-------- SUPPLIED DATA

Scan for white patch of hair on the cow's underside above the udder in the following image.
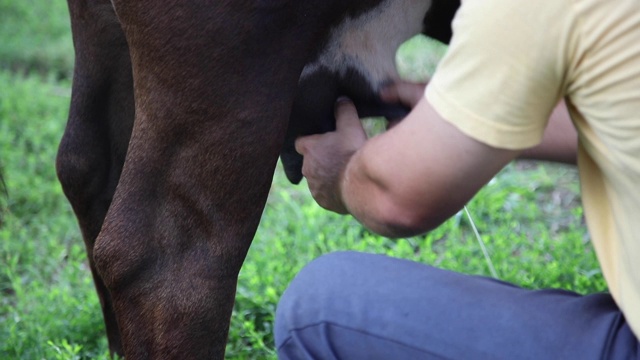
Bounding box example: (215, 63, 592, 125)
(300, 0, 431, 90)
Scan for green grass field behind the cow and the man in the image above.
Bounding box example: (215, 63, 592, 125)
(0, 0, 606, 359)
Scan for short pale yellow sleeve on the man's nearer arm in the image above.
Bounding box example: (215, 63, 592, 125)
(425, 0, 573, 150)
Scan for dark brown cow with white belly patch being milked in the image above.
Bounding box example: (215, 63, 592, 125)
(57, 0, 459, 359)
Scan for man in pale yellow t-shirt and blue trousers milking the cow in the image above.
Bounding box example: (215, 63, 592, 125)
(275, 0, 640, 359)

----------------
-------- SUPPLIED DATA

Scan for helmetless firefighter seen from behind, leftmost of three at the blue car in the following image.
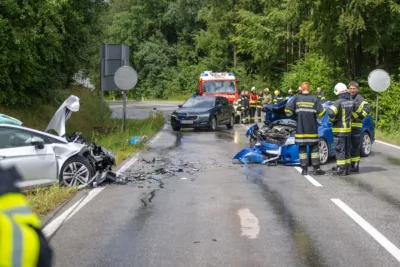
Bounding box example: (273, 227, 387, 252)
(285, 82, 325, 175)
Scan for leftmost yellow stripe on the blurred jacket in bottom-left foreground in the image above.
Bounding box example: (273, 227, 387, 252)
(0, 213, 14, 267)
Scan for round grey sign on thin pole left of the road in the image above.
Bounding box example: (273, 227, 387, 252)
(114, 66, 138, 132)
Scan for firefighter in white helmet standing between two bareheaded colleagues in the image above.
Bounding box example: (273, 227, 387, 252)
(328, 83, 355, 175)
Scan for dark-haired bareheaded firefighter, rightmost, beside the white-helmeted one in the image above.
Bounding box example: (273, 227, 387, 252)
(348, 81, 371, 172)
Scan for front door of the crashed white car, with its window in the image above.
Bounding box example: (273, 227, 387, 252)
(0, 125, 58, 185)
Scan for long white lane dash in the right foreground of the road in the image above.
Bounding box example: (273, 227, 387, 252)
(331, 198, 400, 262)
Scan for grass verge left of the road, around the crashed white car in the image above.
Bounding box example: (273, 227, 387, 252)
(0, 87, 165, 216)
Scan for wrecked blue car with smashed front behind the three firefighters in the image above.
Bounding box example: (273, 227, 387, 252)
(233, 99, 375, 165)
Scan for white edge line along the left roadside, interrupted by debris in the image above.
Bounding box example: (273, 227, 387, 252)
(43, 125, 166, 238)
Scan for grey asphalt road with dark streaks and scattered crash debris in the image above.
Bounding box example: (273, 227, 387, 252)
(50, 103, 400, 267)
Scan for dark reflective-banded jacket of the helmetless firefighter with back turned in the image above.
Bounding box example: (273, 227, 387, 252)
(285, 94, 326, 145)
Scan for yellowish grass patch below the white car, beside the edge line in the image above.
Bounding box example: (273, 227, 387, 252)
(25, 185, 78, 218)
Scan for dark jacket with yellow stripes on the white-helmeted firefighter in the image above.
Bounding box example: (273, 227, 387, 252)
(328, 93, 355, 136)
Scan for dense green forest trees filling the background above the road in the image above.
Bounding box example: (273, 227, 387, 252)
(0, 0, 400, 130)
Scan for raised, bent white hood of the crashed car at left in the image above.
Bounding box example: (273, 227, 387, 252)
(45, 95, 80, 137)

----------------

WHAT THE TASK REQUIRES:
Nothing but the lines above from the one containing "Scan for round" through the one containing "Scan for wrecked" should appear in the answer, each repeated exactly.

RESULT OF THIS TASK:
Scan for round grey sign on thin pole left of the road in the image above.
Bounding box example: (273, 227, 387, 252)
(114, 66, 138, 132)
Scan for firefighter in white helmet standing between two bareheaded colleagues in the image above.
Bounding box example: (273, 227, 387, 252)
(328, 83, 355, 175)
Scan for dark-haired bareheaded firefighter, rightmost, beside the white-helmeted one in the image above.
Bounding box example: (273, 227, 387, 252)
(348, 81, 371, 172)
Scan for front door of the crashed white car, with its window in the image above.
Bounding box example: (273, 227, 387, 252)
(0, 125, 58, 185)
Scan for long white lane dash in the right foreground of the road in the image above.
Bounding box example: (273, 227, 387, 252)
(331, 198, 400, 262)
Scan for grass verge left of the road, around the crashed white car in the image above.
Bounding box example: (273, 227, 387, 252)
(0, 87, 165, 216)
Scan for wrecked blue car with smashed front behind the three firefighters in the image above.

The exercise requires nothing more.